Please rewrite the listing below, replacing every "point at" with "mark" and changing nothing else. Leave the pictures out of your answer.

Excerpts of pointing data
###
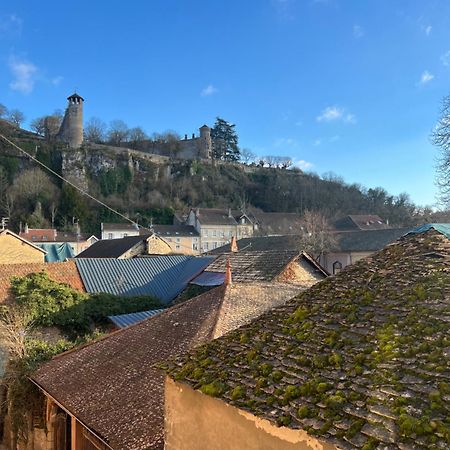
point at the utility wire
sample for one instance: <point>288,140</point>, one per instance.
<point>83,192</point>
<point>70,183</point>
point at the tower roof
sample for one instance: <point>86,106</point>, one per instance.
<point>75,96</point>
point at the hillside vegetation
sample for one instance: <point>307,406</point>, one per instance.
<point>150,191</point>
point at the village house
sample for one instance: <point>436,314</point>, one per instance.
<point>163,277</point>
<point>77,241</point>
<point>216,227</point>
<point>128,247</point>
<point>16,250</point>
<point>110,392</point>
<point>360,222</point>
<point>358,361</point>
<point>347,248</point>
<point>181,239</point>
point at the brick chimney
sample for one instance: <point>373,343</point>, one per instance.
<point>233,245</point>
<point>227,281</point>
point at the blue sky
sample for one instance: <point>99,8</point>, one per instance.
<point>347,86</point>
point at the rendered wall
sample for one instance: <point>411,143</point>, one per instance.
<point>14,251</point>
<point>196,421</point>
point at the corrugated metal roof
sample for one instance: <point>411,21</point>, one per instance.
<point>125,320</point>
<point>57,252</point>
<point>162,277</point>
<point>209,279</point>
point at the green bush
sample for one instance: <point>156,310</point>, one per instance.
<point>75,313</point>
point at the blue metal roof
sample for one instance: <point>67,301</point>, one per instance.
<point>162,277</point>
<point>443,228</point>
<point>125,320</point>
<point>57,252</point>
<point>209,279</point>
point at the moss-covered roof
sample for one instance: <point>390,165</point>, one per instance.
<point>360,359</point>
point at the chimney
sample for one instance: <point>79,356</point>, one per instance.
<point>227,281</point>
<point>233,245</point>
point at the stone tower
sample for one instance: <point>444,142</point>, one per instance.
<point>205,140</point>
<point>71,130</point>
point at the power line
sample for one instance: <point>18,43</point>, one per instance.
<point>83,192</point>
<point>69,182</point>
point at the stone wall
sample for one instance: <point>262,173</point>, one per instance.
<point>196,421</point>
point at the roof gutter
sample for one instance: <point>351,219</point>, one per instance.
<point>68,412</point>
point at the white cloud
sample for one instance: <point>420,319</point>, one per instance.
<point>11,24</point>
<point>445,59</point>
<point>335,113</point>
<point>358,31</point>
<point>302,164</point>
<point>209,90</point>
<point>24,75</point>
<point>284,8</point>
<point>426,77</point>
<point>56,81</point>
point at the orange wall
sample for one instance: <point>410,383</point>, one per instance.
<point>196,421</point>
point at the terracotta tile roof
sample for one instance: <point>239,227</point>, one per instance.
<point>360,359</point>
<point>254,266</point>
<point>112,385</point>
<point>64,272</point>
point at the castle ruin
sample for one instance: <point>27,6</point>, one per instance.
<point>196,147</point>
<point>71,130</point>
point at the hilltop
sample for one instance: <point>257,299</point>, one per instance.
<point>151,187</point>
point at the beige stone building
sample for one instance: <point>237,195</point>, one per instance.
<point>216,227</point>
<point>17,250</point>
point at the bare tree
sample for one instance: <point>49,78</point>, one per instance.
<point>316,238</point>
<point>118,132</point>
<point>247,156</point>
<point>95,130</point>
<point>3,111</point>
<point>136,136</point>
<point>441,138</point>
<point>16,117</point>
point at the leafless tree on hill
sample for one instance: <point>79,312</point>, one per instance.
<point>441,138</point>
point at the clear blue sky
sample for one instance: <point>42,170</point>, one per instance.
<point>347,86</point>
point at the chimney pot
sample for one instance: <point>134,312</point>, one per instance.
<point>228,280</point>
<point>233,245</point>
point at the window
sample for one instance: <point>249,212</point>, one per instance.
<point>337,267</point>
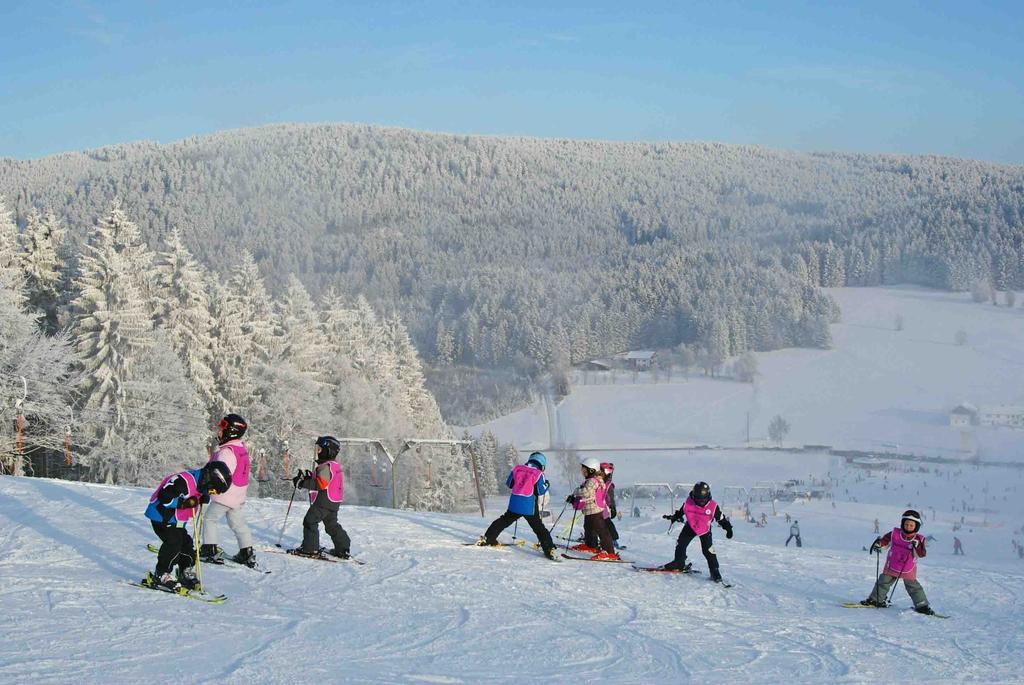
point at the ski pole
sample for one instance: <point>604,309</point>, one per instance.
###
» **IN RESPONSE**:
mark the utility wire
sample for one instance: <point>288,140</point>, one per instance.
<point>83,192</point>
<point>70,183</point>
mark the tower roof
sample for one instance: <point>86,106</point>, one per instance.
<point>75,96</point>
mark the hillside vegetation
sample for one instance: <point>307,406</point>, one per instance.
<point>150,191</point>
mark the village house
sample for one instance: <point>436,314</point>, one per instance.
<point>163,277</point>
<point>77,241</point>
<point>216,227</point>
<point>128,247</point>
<point>16,250</point>
<point>110,392</point>
<point>360,222</point>
<point>358,361</point>
<point>347,248</point>
<point>181,239</point>
mark the brick chimney
sample for one instance: <point>373,343</point>, one per instance.
<point>233,245</point>
<point>227,281</point>
mark the blue sky
sample for one instance: <point>99,8</point>, one per instance.
<point>347,86</point>
mark the rendered wall
sample for one instance: <point>411,143</point>, one per instance.
<point>14,251</point>
<point>196,421</point>
mark the corrugated metal roof
sample for one instance: <point>411,21</point>, one per instance.
<point>125,320</point>
<point>57,252</point>
<point>162,277</point>
<point>209,279</point>
mark the green bush
sample for one instance: <point>156,310</point>, one per instance.
<point>75,313</point>
mark the blue metal roof
sample for one instance: <point>67,301</point>, one per instance.
<point>162,277</point>
<point>443,228</point>
<point>125,320</point>
<point>57,252</point>
<point>209,279</point>
mark the moss-covered roof
sample for one instance: <point>390,165</point>, one per instance.
<point>360,359</point>
mark the chimney
sample for one instance: <point>79,356</point>, one per instance.
<point>227,281</point>
<point>233,245</point>
mark the stone tower
sample for one instance: <point>444,142</point>, one per instance.
<point>205,140</point>
<point>71,130</point>
mark the power line
sample for one instance: <point>18,43</point>, one per instance.
<point>83,192</point>
<point>69,182</point>
mark the stone wall
sample for one instance: <point>262,173</point>, one per instance.
<point>196,421</point>
mark the roof gutter
sample for one instance: <point>351,219</point>, one per instance.
<point>68,412</point>
mark the white cloud
sample for one instance: <point>420,319</point>, one per instance.
<point>11,24</point>
<point>445,59</point>
<point>335,113</point>
<point>358,31</point>
<point>302,164</point>
<point>209,90</point>
<point>24,75</point>
<point>284,8</point>
<point>426,77</point>
<point>56,81</point>
mark the orange wall
sample for one instance: <point>410,383</point>, one per instance.
<point>196,421</point>
mark the terracotta tile roof
sample for one instance: <point>239,227</point>, one per instance.
<point>360,359</point>
<point>254,266</point>
<point>112,385</point>
<point>64,272</point>
mark the castle ruin
sample for one instance: <point>27,6</point>, one per instance.
<point>196,147</point>
<point>71,130</point>
mark the hilltop
sample for one instance: <point>257,299</point>, one per instance.
<point>151,187</point>
mark the beige stone building
sample for one instance: <point>237,195</point>, one per instance.
<point>216,227</point>
<point>17,250</point>
mark the bare tree
sample for one instance: <point>49,78</point>, one per instance.
<point>316,238</point>
<point>118,132</point>
<point>247,156</point>
<point>95,130</point>
<point>3,111</point>
<point>136,136</point>
<point>441,138</point>
<point>16,117</point>
mark the leafless tree on hill
sample for one instance: <point>79,312</point>, one per instance.
<point>441,138</point>
mark the clear blue sky
sample for one instance: <point>42,170</point>, one per instance.
<point>347,86</point>
mark the chimney pot
sample for one instance: <point>134,312</point>, one per instance.
<point>228,280</point>
<point>233,245</point>
mark the window
sample for one instance: <point>249,212</point>, one per instance.
<point>337,267</point>
mark the ski pole
sample for one instance: <point>604,309</point>, one per instance.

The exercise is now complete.